TASK TO COMPLETE: Of the records that follow, copy only the lines from the line containing "of the asparagus" to the line containing "of the bunch", both included, exactly as written.

(Data items)
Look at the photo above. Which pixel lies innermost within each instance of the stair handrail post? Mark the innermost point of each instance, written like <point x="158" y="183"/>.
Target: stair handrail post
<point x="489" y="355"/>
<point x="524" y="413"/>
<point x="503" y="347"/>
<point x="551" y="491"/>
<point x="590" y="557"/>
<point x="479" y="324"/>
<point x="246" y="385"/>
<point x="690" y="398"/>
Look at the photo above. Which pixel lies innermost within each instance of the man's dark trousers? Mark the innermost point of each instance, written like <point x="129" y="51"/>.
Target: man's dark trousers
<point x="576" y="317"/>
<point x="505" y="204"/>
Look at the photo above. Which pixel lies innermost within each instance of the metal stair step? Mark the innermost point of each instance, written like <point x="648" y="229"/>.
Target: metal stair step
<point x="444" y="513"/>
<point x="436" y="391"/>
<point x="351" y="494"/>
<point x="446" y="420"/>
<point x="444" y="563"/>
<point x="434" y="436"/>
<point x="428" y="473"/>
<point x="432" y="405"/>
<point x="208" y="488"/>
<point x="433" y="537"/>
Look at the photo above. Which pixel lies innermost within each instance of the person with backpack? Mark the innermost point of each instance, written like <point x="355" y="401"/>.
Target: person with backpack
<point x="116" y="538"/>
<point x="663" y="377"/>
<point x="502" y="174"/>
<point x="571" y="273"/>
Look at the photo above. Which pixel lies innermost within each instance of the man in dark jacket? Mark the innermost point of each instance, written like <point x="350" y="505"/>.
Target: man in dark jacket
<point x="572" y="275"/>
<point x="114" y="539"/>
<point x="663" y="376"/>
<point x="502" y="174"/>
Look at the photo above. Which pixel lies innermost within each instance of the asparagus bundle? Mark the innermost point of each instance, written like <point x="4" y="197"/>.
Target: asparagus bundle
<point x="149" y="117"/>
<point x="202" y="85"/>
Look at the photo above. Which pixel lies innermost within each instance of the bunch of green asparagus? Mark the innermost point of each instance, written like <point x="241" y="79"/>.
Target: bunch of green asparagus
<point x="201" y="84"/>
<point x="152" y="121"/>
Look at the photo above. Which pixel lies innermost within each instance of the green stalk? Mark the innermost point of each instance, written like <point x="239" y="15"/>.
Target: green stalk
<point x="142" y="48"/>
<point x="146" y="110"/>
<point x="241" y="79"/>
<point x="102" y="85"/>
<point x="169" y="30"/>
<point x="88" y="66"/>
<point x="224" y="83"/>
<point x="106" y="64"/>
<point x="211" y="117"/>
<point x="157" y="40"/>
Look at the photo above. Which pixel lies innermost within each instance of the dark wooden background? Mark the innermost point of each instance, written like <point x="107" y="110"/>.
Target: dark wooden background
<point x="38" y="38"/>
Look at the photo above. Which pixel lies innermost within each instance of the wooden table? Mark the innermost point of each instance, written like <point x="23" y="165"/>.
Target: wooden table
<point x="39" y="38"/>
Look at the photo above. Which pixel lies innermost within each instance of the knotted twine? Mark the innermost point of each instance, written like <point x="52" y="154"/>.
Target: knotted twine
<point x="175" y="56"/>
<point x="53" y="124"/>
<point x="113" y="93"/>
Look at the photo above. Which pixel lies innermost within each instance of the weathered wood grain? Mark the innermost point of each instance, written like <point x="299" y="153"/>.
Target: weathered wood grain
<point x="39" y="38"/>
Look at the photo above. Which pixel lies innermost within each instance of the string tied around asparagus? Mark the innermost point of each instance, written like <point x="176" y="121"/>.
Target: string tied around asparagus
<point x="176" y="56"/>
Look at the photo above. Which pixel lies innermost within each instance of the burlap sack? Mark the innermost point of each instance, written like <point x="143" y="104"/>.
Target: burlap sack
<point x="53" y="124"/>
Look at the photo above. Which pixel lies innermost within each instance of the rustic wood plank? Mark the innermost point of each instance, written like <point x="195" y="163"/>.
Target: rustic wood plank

EXERCISE SOLUTION:
Look at the photo above. Which pixel lies innermost within each instance of the asparagus bundle? Mark the innermost point of each instance, written like <point x="4" y="197"/>.
Target: asparagus bundle
<point x="149" y="117"/>
<point x="202" y="85"/>
Look at the photo above. Which pixel lies innermost within each instance of the bunch of green asparagus? Mark the innermost point of each instance, written like <point x="241" y="79"/>.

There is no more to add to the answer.